**Set tasks:**
1. Set down the passage of the Latakia electoral district text starting at "Former electoral district of" and ending at "in late 1937.", without changing a word.
2. Output every line of the location labeling rows as a Markdown table with the columns Number and Line, numbering the lines in order and leaving out any blank lines.

Former electoral district
- Created: 1937
- Abolished: 1963
- Seats: List 2 (1949–1953; 1954–1963); 1 (1953–1954); 3 (1937–1949);
- Replaced by: Latakia

= Latakia (Chamber of Deputies electoral district) =

Former electoral district of Syria's national legislature

Latakia (اللاذقية) was an electoral district used to elect members of the Syrian Chamber of Deputies between 1928 and 1963. Latakia was, until 1936, part of Alawite State and thus didn't participate in earlier Syrian parliamentary elections. Following the Alawite State’s incorporation into Syria, the first elections in The electoral district were held in late 1937.

Location labeling records:
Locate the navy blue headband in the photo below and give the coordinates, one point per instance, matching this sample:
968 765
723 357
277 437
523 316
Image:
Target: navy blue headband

**Expected answers:**
1.
Former electoral district of Syria's national legislature

Latakia (اللاذقية) was an electoral district used to elect members of the Syrian Chamber of Deputies between 1928 and 1963. Latakia was, until 1936, part of Alawite State and thus didn't participate in earlier Syrian parliamentary elections. Following the Alawite State’s incorporation into Syria, the first elections in The electoral district were held in late 1937.

2.
| Number | Line |
|---|---|
| 1 | Locate the navy blue headband in the photo below and give the coordinates, one point per instance, matching this sample: |
| 2 | 968 765 |
| 3 | 723 357 |
| 4 | 277 437 |
| 5 | 523 316 |
| 6 | Image: |
| 7 | Target: navy blue headband |